==== Exercise data
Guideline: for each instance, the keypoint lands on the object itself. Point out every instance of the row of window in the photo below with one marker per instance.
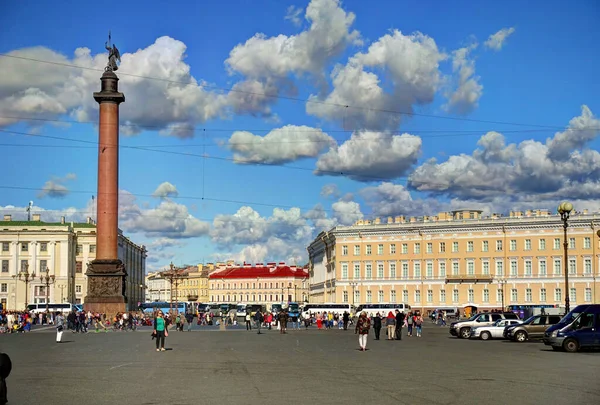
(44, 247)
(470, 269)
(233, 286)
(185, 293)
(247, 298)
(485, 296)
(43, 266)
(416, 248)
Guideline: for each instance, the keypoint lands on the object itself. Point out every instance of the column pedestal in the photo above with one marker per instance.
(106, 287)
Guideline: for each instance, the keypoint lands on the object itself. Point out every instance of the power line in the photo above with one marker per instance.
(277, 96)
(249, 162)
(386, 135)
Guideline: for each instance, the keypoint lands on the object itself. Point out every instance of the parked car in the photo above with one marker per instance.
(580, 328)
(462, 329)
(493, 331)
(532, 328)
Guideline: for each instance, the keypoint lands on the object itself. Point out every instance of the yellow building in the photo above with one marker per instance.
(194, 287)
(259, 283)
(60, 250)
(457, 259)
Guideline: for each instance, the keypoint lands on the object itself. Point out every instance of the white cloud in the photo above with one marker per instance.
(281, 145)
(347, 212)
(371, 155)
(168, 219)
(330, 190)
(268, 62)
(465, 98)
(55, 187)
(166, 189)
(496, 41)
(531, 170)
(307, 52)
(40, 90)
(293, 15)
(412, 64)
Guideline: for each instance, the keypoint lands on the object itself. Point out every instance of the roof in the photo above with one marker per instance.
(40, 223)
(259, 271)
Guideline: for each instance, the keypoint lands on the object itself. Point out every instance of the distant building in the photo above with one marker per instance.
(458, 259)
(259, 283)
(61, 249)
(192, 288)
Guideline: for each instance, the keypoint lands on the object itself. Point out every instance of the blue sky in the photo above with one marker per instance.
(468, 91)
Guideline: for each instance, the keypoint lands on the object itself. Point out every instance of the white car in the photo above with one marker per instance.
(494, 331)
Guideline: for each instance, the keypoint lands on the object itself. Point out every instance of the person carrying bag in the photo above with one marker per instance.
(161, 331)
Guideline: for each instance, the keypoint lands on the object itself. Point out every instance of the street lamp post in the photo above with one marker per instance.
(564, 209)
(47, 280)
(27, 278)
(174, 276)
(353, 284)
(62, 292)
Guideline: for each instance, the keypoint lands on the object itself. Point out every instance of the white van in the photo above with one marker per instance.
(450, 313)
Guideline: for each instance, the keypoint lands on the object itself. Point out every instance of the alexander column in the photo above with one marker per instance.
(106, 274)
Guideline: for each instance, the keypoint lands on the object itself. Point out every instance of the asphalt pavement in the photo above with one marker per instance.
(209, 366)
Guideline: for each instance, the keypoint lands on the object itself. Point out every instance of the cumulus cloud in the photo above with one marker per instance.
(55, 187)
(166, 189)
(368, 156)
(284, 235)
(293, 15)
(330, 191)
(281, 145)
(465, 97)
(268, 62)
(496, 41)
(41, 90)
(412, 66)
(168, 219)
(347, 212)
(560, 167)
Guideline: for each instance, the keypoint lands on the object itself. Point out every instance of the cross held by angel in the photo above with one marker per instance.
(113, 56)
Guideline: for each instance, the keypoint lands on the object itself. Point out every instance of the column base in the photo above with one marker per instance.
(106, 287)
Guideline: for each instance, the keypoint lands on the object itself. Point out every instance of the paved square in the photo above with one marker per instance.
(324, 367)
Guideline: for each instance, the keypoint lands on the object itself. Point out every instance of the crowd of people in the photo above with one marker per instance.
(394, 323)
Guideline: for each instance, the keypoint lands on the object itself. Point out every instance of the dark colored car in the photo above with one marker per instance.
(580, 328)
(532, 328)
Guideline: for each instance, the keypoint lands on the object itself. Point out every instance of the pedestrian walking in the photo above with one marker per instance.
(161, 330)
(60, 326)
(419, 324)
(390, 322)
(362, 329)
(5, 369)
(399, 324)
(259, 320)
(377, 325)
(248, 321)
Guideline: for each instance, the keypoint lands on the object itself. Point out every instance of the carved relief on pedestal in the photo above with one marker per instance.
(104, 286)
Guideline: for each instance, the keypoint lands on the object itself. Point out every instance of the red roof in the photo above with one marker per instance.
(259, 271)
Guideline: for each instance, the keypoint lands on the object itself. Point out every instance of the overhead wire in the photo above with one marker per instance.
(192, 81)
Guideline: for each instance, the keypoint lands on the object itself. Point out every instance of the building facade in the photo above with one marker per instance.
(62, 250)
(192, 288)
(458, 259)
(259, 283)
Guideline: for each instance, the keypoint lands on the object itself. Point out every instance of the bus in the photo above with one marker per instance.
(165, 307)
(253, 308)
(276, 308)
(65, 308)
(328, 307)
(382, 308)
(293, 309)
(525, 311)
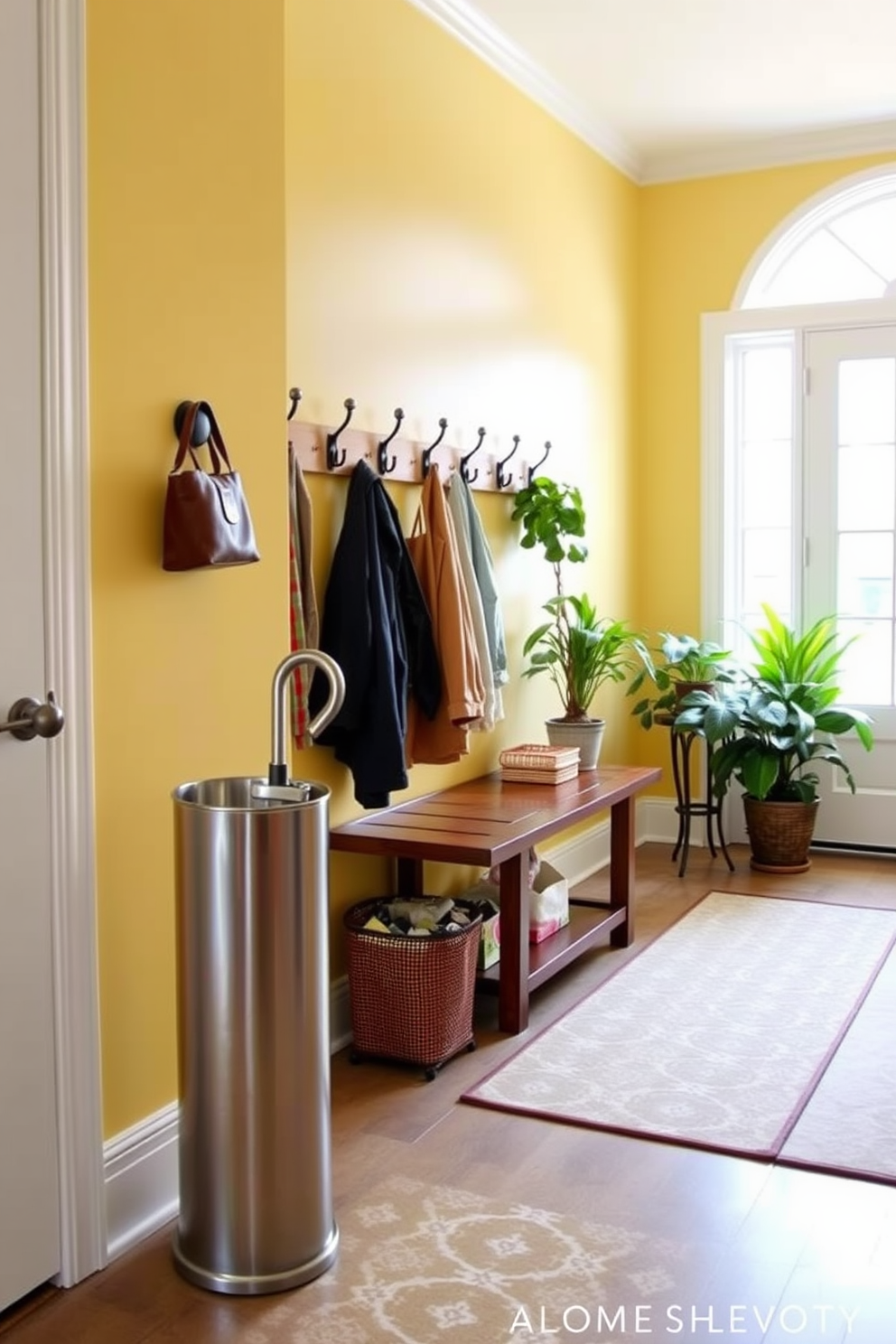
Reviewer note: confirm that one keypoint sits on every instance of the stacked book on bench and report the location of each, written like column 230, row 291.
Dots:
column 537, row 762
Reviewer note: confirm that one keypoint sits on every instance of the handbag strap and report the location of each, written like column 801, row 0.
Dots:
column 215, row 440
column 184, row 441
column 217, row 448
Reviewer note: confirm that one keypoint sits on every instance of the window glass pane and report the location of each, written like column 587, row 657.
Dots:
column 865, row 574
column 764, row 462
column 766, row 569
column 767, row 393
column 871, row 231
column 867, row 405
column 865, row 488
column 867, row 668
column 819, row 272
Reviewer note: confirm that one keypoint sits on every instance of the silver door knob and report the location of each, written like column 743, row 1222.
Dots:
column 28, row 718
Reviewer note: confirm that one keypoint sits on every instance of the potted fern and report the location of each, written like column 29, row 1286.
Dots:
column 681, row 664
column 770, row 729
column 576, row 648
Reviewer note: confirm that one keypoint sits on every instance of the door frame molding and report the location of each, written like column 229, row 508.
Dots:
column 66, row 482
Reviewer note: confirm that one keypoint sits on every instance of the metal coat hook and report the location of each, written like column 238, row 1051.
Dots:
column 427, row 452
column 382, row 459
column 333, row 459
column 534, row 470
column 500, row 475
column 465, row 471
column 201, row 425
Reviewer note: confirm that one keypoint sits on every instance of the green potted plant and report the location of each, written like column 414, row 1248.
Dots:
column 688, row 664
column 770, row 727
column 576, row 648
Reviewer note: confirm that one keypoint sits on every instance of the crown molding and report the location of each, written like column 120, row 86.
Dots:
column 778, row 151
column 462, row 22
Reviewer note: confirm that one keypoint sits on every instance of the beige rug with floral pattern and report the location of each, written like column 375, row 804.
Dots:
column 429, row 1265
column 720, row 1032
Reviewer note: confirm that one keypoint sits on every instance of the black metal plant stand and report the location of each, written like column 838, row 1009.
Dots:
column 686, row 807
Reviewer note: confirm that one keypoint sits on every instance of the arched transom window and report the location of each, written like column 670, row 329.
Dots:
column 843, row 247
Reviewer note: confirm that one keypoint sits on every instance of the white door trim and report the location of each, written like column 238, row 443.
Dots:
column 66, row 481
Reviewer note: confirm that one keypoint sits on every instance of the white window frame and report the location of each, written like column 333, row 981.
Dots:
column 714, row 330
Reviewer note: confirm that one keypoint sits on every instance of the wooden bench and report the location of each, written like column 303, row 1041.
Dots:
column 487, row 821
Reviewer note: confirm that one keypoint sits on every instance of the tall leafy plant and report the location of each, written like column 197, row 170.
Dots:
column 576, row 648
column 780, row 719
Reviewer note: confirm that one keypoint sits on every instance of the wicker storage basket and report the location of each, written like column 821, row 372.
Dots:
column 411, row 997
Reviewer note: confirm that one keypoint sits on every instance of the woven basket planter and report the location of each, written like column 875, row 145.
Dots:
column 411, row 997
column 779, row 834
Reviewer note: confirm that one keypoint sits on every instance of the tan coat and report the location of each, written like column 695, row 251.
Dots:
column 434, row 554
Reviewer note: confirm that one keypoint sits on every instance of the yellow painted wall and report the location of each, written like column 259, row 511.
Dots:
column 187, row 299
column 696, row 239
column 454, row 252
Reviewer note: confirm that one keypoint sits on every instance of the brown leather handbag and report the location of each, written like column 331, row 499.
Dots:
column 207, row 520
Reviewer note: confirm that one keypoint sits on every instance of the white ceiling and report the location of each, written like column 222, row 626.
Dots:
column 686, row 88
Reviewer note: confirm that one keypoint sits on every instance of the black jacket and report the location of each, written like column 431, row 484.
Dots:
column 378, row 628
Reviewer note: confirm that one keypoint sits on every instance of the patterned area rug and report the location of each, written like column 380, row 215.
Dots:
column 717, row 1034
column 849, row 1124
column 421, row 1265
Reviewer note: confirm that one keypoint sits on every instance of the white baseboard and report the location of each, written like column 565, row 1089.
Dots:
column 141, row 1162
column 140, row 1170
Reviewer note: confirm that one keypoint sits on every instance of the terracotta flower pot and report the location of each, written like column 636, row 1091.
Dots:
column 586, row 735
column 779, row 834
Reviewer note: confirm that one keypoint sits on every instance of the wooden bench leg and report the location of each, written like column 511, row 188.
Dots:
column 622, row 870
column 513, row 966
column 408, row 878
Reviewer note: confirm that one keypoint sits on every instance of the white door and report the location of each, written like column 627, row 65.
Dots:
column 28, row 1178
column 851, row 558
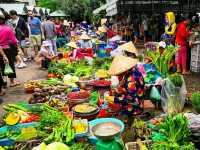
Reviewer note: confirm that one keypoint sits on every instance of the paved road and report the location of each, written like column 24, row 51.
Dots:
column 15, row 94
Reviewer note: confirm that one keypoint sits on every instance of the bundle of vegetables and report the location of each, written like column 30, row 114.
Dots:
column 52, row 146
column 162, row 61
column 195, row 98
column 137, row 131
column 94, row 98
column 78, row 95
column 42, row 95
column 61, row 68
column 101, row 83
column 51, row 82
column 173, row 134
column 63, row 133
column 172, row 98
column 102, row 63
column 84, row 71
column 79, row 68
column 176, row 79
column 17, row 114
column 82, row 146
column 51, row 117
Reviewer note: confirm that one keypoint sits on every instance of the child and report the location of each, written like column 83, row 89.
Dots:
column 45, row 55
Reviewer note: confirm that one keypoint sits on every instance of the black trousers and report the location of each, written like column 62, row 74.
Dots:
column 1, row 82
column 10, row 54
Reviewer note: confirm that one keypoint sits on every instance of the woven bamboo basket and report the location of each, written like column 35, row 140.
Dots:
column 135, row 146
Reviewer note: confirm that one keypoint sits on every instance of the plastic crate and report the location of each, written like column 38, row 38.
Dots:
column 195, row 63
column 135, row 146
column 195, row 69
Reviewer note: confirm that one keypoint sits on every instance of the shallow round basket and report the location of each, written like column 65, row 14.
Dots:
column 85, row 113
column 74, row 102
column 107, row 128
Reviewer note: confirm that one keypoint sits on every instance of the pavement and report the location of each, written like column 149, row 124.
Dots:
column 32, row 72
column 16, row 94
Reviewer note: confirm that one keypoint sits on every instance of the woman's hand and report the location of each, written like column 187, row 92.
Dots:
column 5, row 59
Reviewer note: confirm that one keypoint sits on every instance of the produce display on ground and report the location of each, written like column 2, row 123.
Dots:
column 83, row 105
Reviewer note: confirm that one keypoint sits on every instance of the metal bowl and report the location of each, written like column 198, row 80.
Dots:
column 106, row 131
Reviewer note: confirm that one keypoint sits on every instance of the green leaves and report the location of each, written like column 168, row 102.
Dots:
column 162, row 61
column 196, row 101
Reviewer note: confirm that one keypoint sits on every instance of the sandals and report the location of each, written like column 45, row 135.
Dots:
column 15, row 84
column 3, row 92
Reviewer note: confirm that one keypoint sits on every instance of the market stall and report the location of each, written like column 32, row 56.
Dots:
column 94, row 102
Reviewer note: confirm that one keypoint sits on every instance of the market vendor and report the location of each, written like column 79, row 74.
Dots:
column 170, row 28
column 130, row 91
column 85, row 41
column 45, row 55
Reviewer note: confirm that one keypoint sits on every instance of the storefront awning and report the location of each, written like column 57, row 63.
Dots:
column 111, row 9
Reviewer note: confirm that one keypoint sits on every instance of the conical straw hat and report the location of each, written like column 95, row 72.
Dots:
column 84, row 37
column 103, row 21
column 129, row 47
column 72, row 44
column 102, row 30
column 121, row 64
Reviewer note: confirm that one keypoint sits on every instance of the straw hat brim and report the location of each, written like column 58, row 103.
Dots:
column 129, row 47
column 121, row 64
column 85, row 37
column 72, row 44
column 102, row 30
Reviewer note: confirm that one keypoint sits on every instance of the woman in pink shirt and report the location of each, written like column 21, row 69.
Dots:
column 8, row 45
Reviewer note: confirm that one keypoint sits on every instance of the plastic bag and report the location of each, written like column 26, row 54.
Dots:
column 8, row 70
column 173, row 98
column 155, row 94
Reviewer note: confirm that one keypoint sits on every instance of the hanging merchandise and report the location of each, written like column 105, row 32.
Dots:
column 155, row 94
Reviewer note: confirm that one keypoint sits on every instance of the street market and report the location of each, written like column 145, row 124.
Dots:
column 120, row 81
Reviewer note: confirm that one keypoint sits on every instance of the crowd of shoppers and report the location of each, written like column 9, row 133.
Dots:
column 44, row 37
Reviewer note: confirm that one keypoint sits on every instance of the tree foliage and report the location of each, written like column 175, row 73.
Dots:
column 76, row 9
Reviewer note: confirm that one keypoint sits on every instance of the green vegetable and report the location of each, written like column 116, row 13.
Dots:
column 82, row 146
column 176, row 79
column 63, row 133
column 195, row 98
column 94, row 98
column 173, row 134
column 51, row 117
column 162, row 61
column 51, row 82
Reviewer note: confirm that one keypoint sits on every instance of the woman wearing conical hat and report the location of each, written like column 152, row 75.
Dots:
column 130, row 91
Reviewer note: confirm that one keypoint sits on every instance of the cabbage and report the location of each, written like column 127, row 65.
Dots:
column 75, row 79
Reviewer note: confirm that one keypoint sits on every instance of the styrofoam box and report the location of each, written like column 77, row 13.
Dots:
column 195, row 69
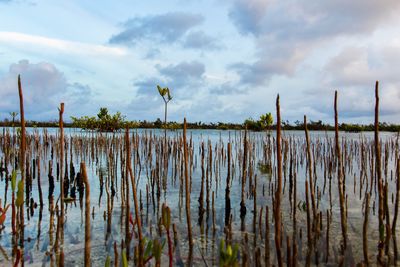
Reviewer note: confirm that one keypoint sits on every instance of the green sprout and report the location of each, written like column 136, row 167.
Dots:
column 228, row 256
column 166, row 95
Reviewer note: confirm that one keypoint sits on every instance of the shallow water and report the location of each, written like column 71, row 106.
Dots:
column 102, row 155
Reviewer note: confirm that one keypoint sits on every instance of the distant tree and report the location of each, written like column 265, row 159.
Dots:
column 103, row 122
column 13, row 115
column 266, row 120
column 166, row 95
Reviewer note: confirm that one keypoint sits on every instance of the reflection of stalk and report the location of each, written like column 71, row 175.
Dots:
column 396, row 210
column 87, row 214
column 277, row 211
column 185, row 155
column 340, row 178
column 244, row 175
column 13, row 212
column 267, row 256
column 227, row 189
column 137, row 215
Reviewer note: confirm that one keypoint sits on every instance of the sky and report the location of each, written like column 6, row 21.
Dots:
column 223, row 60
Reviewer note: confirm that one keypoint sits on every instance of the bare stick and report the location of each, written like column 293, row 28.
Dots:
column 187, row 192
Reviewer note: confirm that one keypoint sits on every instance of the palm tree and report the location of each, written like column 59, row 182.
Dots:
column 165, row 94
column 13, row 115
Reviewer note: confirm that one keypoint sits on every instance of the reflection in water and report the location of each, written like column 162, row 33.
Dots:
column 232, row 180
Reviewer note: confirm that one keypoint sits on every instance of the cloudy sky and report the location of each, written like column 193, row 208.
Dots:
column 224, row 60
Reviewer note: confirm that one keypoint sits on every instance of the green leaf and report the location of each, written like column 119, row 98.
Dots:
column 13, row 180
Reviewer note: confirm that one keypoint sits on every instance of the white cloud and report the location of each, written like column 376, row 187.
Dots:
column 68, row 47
========
**Task to complete**
From the records above, copy each line in which the string "metal" occurs.

**Response**
Reviewer note: confirm that one keypoint sits on every instance of the metal coat hook and report the location of each, written like column 238, row 1051.
Reviewer note: confirm that one keypoint sits on every instance of the black metal plant stand and report the location of each, written like column 838, row 1009.
Reviewer note: confirm that one keypoint sits on every instance of the metal bowl and report the location of each, written like column 198, row 80.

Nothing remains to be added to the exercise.